* _Exercise brief_
Reproduce word for word the portion of the John Zenevisi passage between "John Zenevisi or Gjon" and "(Gjirokastër) and Vagenetia.", inclusive.

--- start Selected excerpt ---

John Zenevisi or Gjon Zenebishi ( or Gjin Zenebishi; died 1418) was an Albanian magnate that held the estates in Epirus, such as Argyrokastro (Gjirokastër) and Vagenetia.

Name
Zenevisi can be found with different spellings in historical documents. His name in modern English is usually John Zenevisi or John Sarbissa. In Italian, his name was spelled as Giovanni Sarbissa. In Albanian, his name is mostly spelled as Gjin Zenebishi (less commonly as Zenebishti), his given name scarcely spelled Gjon, as well. In Serbian his name is spelled like Jovan Zenović.

Life

The Zenevisi family was from the Zagoria region, between Përmet and Argyrokastro (Gjirokastër).

In 1381 and 1384, the Catholic lords of Arta asked the Ottoman troops for protection against the invading Albanian clan of the Zenevisi; the Ottomans routed the raiders and restored order in Epirus. Zenevisi submitted to the Ottomans after their victory against Balša II in the Battle of Savra in 1385, and gave them his son as a hostage to be sent to Edirne to the court of the sultan (this son became known as Hamza, an Ottoman official). Shortly after his submission, Zenevisi revolted and seized the fortress of Gjirokastër, encouraged no doubt by the attack on Ioannina by the Albanians of Acarnania. In 1386 he titled himself with the Byzantine title of sevastokrator.

Zenevisi was married Irene, the daughter of Gjin Bua Shpata, Despot of Arta, and thus became the son-in-law of Shpata and the brother-in-law of the wife of Esau de' Buondelmonti Despot of Epiros. In 1399 Esau, supported by some Albanian clans, marched against his wife's brother-in-law John Zenevisi of Gjirokastër. Now Esau was routed and captured, and much of his land was occupied by Zenevisi. The neighboring magnates determined to restore the captured despotes and secured Venetian intercession in his favor. Esau returned to Ioannina in 1400, regaining the reign from Zenevisi. In 1402, Esau divorced Irene Shpata and married Jevdokija Balšić, the brother of Konstantin Balšić, a leading Ottoman official in northern Albania. After Esau's death (February 6, 1411), his wife Jevdokija tried to take control of Ioannina, but the town exiled her and appointed Esau's nephew, Carlo Tocco, as lord (he arrived on April 1, 1411).

--- end Selected excerpt ---
--- start Recorded information ---

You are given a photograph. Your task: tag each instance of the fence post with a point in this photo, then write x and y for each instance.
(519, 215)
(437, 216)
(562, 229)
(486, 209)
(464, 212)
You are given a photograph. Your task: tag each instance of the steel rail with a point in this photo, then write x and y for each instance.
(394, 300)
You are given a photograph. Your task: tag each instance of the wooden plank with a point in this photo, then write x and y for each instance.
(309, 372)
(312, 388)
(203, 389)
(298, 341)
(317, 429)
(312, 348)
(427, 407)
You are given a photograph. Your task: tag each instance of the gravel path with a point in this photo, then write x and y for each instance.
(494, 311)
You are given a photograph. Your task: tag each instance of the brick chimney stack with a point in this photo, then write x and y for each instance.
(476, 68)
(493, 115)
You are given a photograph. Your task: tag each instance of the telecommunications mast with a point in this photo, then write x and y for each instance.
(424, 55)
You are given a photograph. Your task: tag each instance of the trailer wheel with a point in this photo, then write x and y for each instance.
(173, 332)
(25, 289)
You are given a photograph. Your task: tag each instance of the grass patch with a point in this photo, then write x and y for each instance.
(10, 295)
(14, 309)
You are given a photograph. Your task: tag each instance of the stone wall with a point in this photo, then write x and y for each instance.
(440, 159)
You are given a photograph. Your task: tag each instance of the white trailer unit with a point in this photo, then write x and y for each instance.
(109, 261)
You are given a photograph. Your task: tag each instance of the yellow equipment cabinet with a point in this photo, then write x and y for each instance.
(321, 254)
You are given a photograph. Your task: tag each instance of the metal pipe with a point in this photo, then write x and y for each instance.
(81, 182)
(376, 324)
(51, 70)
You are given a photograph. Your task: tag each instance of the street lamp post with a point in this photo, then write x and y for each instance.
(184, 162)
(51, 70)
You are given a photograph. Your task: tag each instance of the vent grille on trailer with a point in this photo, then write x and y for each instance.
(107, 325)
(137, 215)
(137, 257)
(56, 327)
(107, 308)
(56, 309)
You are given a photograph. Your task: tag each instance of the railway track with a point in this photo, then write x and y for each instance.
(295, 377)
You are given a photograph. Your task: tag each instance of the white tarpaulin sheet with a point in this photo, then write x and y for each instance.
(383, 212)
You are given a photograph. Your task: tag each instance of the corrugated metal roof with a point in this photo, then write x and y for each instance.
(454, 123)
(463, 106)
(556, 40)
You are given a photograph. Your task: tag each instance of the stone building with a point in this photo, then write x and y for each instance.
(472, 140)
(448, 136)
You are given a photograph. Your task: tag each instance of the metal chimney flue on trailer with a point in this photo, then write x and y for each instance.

--- end Recorded information ---

* _Task solution_
John Zenevisi or Gjon Zenebishi ( or Gjin Zenebishi; died 1418) was an Albanian magnate that held the estates in Epirus, such as Argyrokastro (Gjirokastër) and Vagenetia.